### Supplied entries ###
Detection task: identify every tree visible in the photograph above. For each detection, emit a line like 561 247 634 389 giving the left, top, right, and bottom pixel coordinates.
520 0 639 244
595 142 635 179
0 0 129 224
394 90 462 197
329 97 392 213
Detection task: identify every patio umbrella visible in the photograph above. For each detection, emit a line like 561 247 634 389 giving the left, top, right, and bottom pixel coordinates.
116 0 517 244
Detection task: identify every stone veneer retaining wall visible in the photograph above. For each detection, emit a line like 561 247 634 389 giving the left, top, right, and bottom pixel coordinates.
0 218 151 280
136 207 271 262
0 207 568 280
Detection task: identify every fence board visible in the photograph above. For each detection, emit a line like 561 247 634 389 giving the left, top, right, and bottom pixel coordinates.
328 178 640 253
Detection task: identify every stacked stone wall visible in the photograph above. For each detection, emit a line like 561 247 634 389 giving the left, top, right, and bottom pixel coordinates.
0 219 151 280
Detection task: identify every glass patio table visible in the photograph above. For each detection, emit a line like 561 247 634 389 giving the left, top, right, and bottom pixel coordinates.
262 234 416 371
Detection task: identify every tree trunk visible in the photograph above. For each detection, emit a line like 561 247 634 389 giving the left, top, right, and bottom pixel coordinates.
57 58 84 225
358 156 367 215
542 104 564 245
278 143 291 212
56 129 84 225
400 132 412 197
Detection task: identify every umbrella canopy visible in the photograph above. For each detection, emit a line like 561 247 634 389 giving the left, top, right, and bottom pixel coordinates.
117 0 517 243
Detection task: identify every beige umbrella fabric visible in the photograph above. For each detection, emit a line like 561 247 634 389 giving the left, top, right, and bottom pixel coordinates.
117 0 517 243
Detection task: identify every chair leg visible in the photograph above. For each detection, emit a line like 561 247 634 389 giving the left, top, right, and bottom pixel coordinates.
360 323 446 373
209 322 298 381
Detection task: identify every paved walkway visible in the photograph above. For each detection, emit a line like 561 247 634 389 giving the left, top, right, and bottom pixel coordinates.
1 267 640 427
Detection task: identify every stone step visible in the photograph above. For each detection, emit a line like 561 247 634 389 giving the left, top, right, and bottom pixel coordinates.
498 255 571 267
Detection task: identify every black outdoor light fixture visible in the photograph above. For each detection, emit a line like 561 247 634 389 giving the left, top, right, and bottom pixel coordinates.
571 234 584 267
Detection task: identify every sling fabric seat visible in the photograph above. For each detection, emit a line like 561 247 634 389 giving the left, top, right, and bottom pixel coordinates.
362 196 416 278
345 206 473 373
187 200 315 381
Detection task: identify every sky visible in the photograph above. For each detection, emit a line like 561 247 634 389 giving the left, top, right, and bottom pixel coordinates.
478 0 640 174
###
### Supplied entries ###
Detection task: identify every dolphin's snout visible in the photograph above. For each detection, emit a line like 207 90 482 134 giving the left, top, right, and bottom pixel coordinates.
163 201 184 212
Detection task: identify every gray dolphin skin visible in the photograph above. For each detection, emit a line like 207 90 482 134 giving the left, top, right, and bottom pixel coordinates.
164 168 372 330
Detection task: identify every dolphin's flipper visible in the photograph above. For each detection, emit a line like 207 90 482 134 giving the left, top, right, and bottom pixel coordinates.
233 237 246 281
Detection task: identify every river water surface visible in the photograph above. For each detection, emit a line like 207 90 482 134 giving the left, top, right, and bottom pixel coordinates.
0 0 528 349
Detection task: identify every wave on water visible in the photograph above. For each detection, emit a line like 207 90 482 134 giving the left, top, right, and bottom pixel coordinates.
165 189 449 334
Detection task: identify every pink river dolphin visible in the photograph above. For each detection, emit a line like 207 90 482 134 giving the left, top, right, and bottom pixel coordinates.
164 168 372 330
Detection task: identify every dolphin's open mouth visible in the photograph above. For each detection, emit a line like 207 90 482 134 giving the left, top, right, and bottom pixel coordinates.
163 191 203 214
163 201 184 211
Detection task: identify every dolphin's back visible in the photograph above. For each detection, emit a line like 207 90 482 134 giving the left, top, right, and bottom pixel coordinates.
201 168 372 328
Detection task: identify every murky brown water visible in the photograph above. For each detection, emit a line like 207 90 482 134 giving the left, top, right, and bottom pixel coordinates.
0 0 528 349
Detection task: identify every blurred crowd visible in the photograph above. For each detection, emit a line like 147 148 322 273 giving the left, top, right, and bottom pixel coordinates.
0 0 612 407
###
### Supplied entries ###
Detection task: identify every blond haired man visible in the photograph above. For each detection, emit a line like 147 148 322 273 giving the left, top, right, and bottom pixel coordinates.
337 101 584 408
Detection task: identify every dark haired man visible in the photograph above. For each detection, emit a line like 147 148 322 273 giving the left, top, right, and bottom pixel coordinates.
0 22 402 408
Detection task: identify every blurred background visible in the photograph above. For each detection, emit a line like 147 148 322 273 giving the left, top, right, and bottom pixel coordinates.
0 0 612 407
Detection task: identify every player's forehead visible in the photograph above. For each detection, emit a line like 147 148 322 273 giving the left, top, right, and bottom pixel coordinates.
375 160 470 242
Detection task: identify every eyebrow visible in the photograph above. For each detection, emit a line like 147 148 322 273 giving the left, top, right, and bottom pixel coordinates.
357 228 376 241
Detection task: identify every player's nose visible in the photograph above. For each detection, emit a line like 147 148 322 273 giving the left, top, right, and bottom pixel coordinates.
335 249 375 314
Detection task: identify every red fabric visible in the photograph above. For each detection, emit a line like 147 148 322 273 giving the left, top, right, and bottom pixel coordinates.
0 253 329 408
###
What is required -
Reproduce everything from the line containing "Detection task: identify every tree visible" down to the line containing "329 97 392 213", changing "emit" to "output" and leaving all else as it is.

Worked answer -
Detection task: identify every tree visible in the photograph above. For each detection, output a line like 561 247 634 389 giving the left, top, right, and bottom pixel coordinates.
520 0 639 244
595 142 635 179
0 0 129 224
394 90 462 197
329 97 392 213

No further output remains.